* **What needs to be done**: Return every entry below word for word and leave out any picture.

═══ Dataset excerpts

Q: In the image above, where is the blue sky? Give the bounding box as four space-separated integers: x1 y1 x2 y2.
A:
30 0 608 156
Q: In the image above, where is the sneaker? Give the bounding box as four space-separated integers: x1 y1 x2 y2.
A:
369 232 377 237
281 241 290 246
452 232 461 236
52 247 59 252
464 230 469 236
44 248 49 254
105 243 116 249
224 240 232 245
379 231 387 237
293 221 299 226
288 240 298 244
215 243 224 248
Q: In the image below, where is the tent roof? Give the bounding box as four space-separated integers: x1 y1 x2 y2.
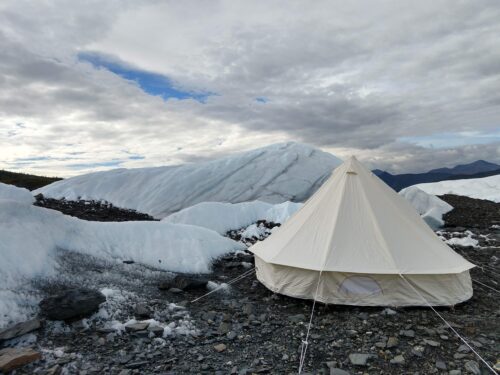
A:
249 156 475 274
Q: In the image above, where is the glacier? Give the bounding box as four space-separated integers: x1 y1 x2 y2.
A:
399 186 453 229
35 142 342 218
412 174 500 203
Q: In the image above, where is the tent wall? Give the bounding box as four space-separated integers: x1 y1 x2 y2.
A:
255 256 472 306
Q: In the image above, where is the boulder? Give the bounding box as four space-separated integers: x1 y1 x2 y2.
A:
0 318 41 341
39 288 106 321
0 347 41 372
159 275 209 291
133 303 151 318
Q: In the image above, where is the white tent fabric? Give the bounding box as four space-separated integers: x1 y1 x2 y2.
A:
249 157 474 306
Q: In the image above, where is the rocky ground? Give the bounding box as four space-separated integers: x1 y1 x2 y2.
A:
34 194 157 222
1 196 499 374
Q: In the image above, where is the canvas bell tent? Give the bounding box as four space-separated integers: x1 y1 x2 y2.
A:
249 156 474 306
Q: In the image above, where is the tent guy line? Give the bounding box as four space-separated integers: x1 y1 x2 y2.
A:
472 279 500 295
189 268 256 304
298 270 323 374
399 274 496 374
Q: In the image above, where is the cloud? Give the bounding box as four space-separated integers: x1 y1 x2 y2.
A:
0 0 499 176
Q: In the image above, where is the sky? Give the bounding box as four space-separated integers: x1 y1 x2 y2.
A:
0 0 499 176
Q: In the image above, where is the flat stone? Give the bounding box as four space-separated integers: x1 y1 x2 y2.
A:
464 360 480 375
126 361 149 369
330 368 350 375
288 314 306 323
400 329 415 338
0 318 41 341
218 322 232 335
348 353 373 366
412 345 425 357
0 347 42 373
435 360 447 370
203 311 217 321
390 355 405 365
214 343 227 352
386 336 399 348
424 339 440 347
39 288 106 321
242 303 254 315
449 370 461 375
125 322 150 332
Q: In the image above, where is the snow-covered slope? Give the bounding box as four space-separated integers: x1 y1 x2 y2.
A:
35 142 341 218
399 186 453 229
163 201 303 234
0 182 34 204
0 199 243 326
413 174 500 203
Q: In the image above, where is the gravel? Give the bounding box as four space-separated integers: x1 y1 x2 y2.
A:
2 195 499 374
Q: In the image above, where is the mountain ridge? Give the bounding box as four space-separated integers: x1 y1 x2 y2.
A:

══════

* **Final answer**:
Q: In the image above, where is the blue sky? Give the bounding box as four space-separated integers: x1 y1 x2 y2.
A:
30 0 608 156
Q: In the image above, where is the sneaker? Give the bounding box as four space-separated integers: x1 y1 x2 y2.
A:
369 232 377 237
281 241 290 246
452 232 461 236
52 247 59 252
464 230 469 236
44 248 49 254
105 243 116 249
224 240 232 245
379 231 387 237
293 221 299 226
288 240 298 244
215 243 224 248
Q: In the image below, where is the tent roof? Give the bounding box as four space-separated integers: x1 y1 x2 y2.
A:
249 156 475 274
Q: In the image above, where is the glacier? Give the bounding box as four space-separated integers: x1 y1 x2 y2.
A:
399 186 453 229
35 142 342 218
412 174 500 203
Q: In the image above, where is the tent wall? Give the bounding box as four space-separated integers: x1 y1 x2 y2.
A:
255 256 472 306
Q: In the image above, where is the boulder? Give the bounding box as four space-separated integers: x1 y1 x2 y2.
A:
0 318 41 341
39 288 106 321
0 347 41 372
159 275 209 291
133 303 151 318
Q: In the image above, where is the white tent fabric? Give the bounding box as four space-separated integers: x1 y1 x2 y2.
A:
249 157 474 306
Q: In the image above, where is the rocky ground? Give the bounding box as four space-separated integers: x1 y1 x2 y2.
A:
34 194 157 222
1 196 499 374
Q: In the image above, where is the canvas bell tent? Give the bounding box as four space-separated integers: x1 y1 x2 y2.
A:
249 156 474 306
Q: In the image above, where is the tent guy line? Give the bounding box as four space-separated integers: x1 y1 x2 y2.
A:
472 279 500 295
189 268 256 304
298 270 323 374
399 274 496 374
Q: In the image above, where is the cloud? Give the bounding box as four space-separated integers: x1 y1 x2 y2.
A:
0 0 499 176
Q: In the image above, where is the sky? Give the bounding box as four space-separated integers: x1 y1 x2 y2.
A:
0 0 499 176
Q: In the image above, where is the flat stone? Give the bounding box as four space-separated integers: x1 y1 x2 y2.
A:
464 360 480 375
126 361 149 369
330 368 350 375
288 314 306 323
400 329 415 338
0 318 41 341
218 322 232 335
348 353 373 366
412 345 425 357
0 347 42 373
435 360 447 370
203 311 217 321
390 355 405 365
214 343 227 352
386 336 399 348
424 339 440 347
39 288 106 321
242 303 254 315
449 370 461 375
125 322 150 332
Q: In the image above, where is the snow-covered slope? Give the bounding box as four space-separated integers: x1 y1 x2 y2.
A:
35 142 341 218
399 186 453 229
163 201 303 234
0 182 34 204
0 199 243 326
413 174 500 203
Q: In the image above, where is the gravel? Give the bounding box as four space-separated integers: x1 y1 x2 y2.
A:
2 195 499 374
Q: In the image above, where is the mountain ridge? Give the bounding box as four space-separated integers: x1 y1 x2 y2.
A:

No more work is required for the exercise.